╭──

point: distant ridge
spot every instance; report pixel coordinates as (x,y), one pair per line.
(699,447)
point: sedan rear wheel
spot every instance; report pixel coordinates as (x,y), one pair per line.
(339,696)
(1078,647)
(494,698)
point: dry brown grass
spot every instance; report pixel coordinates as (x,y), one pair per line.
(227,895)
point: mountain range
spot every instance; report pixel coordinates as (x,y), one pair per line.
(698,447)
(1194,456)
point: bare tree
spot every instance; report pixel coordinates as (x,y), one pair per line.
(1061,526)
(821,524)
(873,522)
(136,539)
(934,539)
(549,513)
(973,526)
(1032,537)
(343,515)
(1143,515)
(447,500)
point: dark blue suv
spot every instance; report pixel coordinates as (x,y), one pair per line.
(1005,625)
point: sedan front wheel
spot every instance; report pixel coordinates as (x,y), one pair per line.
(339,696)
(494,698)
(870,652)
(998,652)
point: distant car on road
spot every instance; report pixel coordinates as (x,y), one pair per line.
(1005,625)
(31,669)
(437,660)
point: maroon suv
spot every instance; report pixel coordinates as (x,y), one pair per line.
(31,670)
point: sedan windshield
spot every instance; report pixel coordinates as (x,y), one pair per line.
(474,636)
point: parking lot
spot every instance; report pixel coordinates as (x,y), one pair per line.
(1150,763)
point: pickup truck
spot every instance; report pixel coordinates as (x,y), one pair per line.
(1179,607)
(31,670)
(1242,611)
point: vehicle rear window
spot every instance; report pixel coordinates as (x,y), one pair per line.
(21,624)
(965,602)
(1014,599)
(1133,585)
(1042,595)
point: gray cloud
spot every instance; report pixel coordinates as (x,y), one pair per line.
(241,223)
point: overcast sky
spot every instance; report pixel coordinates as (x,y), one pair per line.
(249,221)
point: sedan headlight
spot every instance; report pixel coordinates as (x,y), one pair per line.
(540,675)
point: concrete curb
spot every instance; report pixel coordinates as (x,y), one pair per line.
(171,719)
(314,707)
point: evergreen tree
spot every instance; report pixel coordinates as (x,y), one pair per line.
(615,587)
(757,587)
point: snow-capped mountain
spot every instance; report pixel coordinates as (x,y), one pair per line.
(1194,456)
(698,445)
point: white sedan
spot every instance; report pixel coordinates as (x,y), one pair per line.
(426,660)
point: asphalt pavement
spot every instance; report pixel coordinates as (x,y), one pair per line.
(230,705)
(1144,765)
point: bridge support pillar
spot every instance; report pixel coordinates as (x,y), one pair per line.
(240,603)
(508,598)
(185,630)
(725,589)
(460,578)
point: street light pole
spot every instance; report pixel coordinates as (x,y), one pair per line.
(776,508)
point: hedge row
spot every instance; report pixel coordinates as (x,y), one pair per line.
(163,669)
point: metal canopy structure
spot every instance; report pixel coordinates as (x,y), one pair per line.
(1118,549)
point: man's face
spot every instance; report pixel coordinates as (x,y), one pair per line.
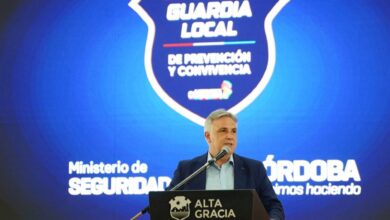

╰──

**Your instructions**
Reproduce every one of the records above verbatim, line for line, omitting the picture.

**Result of the exercise**
point: distant ridge
spot every instance; report pixel coordinates as (x,y), one pair per line.
(699,447)
point: sedan rear wheel
spot every instance; report pixel coordinates as (x,y), one pair per line.
(339,696)
(1078,647)
(494,698)
point: dry brown grass
spot every instance; report pixel coordinates as (x,y), one pair per line.
(227,895)
point: mountain range
spot every instance; report pixel coordinates as (x,y), one pair per line.
(698,447)
(1194,456)
point: bare tree
spot every instance; report pixel coordinates as (x,y), one pair per line.
(1061,526)
(821,524)
(873,522)
(136,539)
(934,539)
(549,513)
(973,526)
(1032,537)
(343,515)
(1143,515)
(447,500)
point: dark blue suv
spot every instance; report pixel coordinates as (x,y), one pair per line.
(1005,625)
point: sedan front wheel
spot every instance; report pixel coordinates as (x,y), one pair per line.
(339,696)
(494,698)
(870,652)
(998,652)
point: distant car on road
spot every instance; report pixel coordinates as (x,y), one pair per line.
(1005,625)
(31,669)
(437,660)
point: maroon suv
spot every instance; report pixel coordinates as (x,y), one pair per line.
(31,670)
point: sedan windshield
spot every instance; report pixel coordinates as (x,y), one pair per line.
(474,636)
point: parking lot
spot every instance; report pixel coordinates as (x,y), one pair per line.
(1150,763)
point: pickup truck
spot every instance; report pixel coordinates as (x,y), one pair per line.
(1179,607)
(31,670)
(1242,611)
point: vehicle rear window
spot every instance; report pixel coordinates as (x,y), one pair per line.
(21,624)
(965,602)
(1014,599)
(1133,585)
(1042,595)
point: gray cloud
spot every instance; report pixel coordinates as (x,y), one pair per line.
(241,223)
point: overcast sky
spot every instance; report pixel coordinates as (x,y), one pair per line.
(249,221)
point: sedan headlight
spot every instance; report pixel coordinates as (x,y), one pair per line.
(540,675)
point: concrete curb
spot every instance; report pixel coordinates as (x,y), one pair per line.
(171,719)
(314,707)
point: evergreen tree
spot every instance; report pixel coordinates as (x,y), one pair per line.
(615,587)
(757,587)
point: snow-capped mountain
spot every instance; report pixel coordinates as (x,y), one pair per line.
(1194,456)
(698,445)
point: white sedan
spot every instance; report pixel coordinates as (x,y), one pair per line.
(426,660)
point: asphalt pavement
spot every instance; report pixel coordinates as (x,y), one pair per line.
(230,705)
(1144,765)
point: bridge support pillar
spot every instance; report pixel coordinates as (x,y), one pair per line.
(240,603)
(508,598)
(185,630)
(725,589)
(460,578)
point: street light pole
spot every instance; report pixel coordinates as (x,y), one pair per line.
(776,508)
point: hedge row
spot every instance; report pixel coordinates as (x,y), one pair per line.
(163,669)
point: metal canopy structure
spot every instance; report pixel coordinates as (x,y), one pair per line.
(1118,549)
point: man's face
spot every instance; report pixel coordinates as (x,y), one pair per line.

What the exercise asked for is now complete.